Kaynak Metin ->
Siemens-Martin Yöntemi
Siemens-Martin yöntemi gemilerde kullanılan çeliklerin yapımında senelerce
kullanılmıştır. Oksitleme ve gerekebilecek olan eritme siemens-martin ocağının tekne
şeklindeki haznesinde gerçekleştirilir. Rejeneratif yakma sistemiyle çok yüksek sıcaklıklara
ulaşılabilir. Bu sistemde baca gazları ısısından faydalanılarak ön ısıtılan hava ve yanıcı gaz
ayrı kanallardan üflenerek ocak şarjı üzerinde alev oluşturur. Oksitleme süresi diğer
yöntemlerden oldukça uzundur. En önemli olay karbonun CO gazına dönüşmesidir.
Yükselen gaz kabarcıkları yani kaynama olayı sayesinde banyo iyice karışır. Tüm eriyik
içinde oksitleme reaksiyonu homojen bir hâl alır.
Ham madde olarak katı veya sıvı pik demir ile hurda kullanılır. Pik demir içindeki
karbon hurdada bulunan demir oksitleri (pas, tuval) indirger. Isı dıştan verildiği için
karışımdaki hurda miktarı yüksek tutulabilir. Çeliğin kalitesi de eritilen hurda miktarına
doğrudan bağlıdır. Bu nedenle yüksek kaliteli çelik imalatında haddehane artıkları veya
yüksek kaliteli diğer hurdalardan yararlanılabilir.
Üstten ısıtılan ve sıcak olan cürufun reaksiyon kabiliyeti çok yüksektir. Bu yüzden
bazik karakterli ocaklarda çok düşük fosfor (% 0,02), kükürt (% 0,03) ve azot oranları elde
edilebilir. Hurdadaki alaşım elementleri sıvı metalde kolaylıkla çözülebilir. Uzun oksitleme
süresi bileşimin çok hassas sağlanmasına olanak tanır. Dış kaynaklı ısıtmadan dolayı eriyiğin
donması söz konusu değildir. Alaşım elementleri oksitlenmeden sonrada katılabilir
Thomas Yöntemi
Siemens-Martin yöntemine göre daha yeni olan bu yöntemde reaksiyon hızının
artırılmasında oksijen kullanılır.
Oksitleme bazik astarlı konvektörlerde yapılır. Bu yüzden fosforca zengin olan pik
demirden çelik üretilmesi mümkün olur. Gereken hava konverterin çok sayıda kanal içeren
tabanından sıvı pik üzerine üflenir. Bu yöntemde sadece silisyum ve mangan değil karbonda
fosfordan önce yandığından istenen karbon miktarı oksitlenmeden sonra ferro mangan veya
spiegel katılarak sağlanabilir.
Thomas çeliğinde fosfor ve azot miktarları oldukça yüksektir. Fosfor ve azot
gevrekleşmeye neden olduğu için “Thomas” çeliğinin üretimi Almanya’da büyük ölçüde
durdurulmuştur. Thomas çeliğinin kullanıldığı sistemlere uygulanacak değişiklik veya tamir
işlemlerinde çok dikkatli davranılmalıdır. Thomas çeliğinde mekanik özelliklerle bağlantılı
olarak kaynak kabiliyeti de oldukça kötüdür.

Kaynak Alıntısı ->
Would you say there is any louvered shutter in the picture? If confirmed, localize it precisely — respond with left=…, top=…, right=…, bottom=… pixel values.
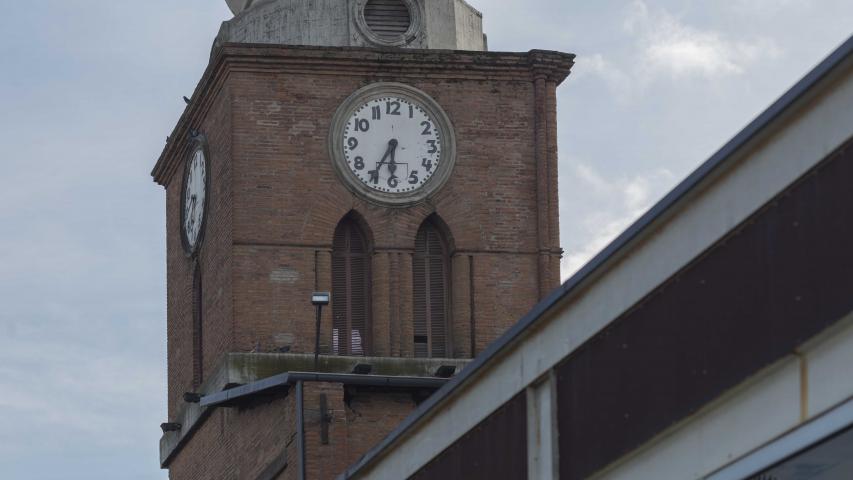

Kısa Alıştırma 1 -> Çelik üretim yöntemleri metnine göre Siemens-Martin yönteminde en önemli olay hangisidir?
Kısa Alıştırma 2 ->
Aşağıdaki ifadelerin her biri çelik üretim yöntemleri metniyle uyuşuyor mu? Her biri için evet ya da hayır deyin ve metinden belirleyici sözcükleri aynen alıntılayın.
(a) Thomas yönteminde oksitleme bazik astarlı konverterlerde yapılır.
(b) Siemens-Martin yönteminde oksitleme süresi diğer yöntemlere göre kısadır.
(c) Thomas çeliğinin kaynak kabiliyeti iyidir.
Kısa Alıştırma 3 -> Çelik üretim yöntemleri metnini son cümlesinden itibaren aynı teknik üslupla sürdürün.

Görev Çıktısı 1 -> Karbonun CO gazına dönüşmesi.

Görev Çıktısı 2 ->
(a) Evet: "Oksitleme bazik astarlı konvektörlerde yapılır."
(b) Hayır: "Oksitleme süresi diğer yöntemlerden oldukça uzundur."
(c) Hayır: "kaynak kabiliyeti de oldukça kötüdür."

Görev Çıktısı 3 ->
Oksijen Üfleme Yöntemi
Avusturya’da ilk kez 1949’da endüstriyel ölçekte uygulanmıştır. Elde edilen çelikteki
azot miktarının çok az olmasını sağlayan saf oksijen su ile soğutulan bir borudan pik üzerine
üflenir. Oksijenin metale ilk rastladığı yerdeki büyük sıcaklık etkisiyle astarın tahrip
olmaması için üfleme Thomas konverterindeki gibi tabandan yapılmaz. Hava yerine oksijen
kullanımından gelen sıcaklık artışı “Thomas” yöntemindeki yanma sırasında değiştirir.
Fosfor karbondan önce yanar, böylece fosfor miktarı çok azalır. Banyoya % 25‘e kadar
hurda katılabilir. Bir diğer ekonomik üstünlükte pik türünün seçimindeki serbestliktir.
Oksijen üfleme yöntemiyle kaliteli, düşük katışıklı, kaynağa elverişli çelikler
ekonomik olarak üretililir. Bu yöntem günümüzde Siemens-Martin yönteminin yerini
almaktadır.
Elektrikli Yöntemler
Bu yöntemde gereken enerji, ark veya indüksiyon ile sağlanır. Yüksek alaşımlı
çeliklerin üretilmesi için;
Ocaktaki oksijen aktivitesi mümkün olduğu kadar düşük tutulmalıdır. Aksi
hâlde alaşım elementi de yanar.
Yüksek ocak sıcaklıklarına erişilebilmelidir. Böylece alaşım elementleri
banyoya daha kolay girer.
Bu koşullar ancak elektrikli eritme yöntemiyle sağlanabilir. Yakıttan dolayı katıkıların
artması sorunu yoktur. Gereken oksitleme işlemi demir cevheri veya oksijenle yapılır.
Yüksek dayanımlı ve yüksek alaşımlı çeliklerde özellikle yeterli tokluk bakımından
çözünmüş gaz miktarı çok az olmalıdır. Bu amaçla hidrojen ve azotun giderilmesi oksijene
göre çok daha zordur.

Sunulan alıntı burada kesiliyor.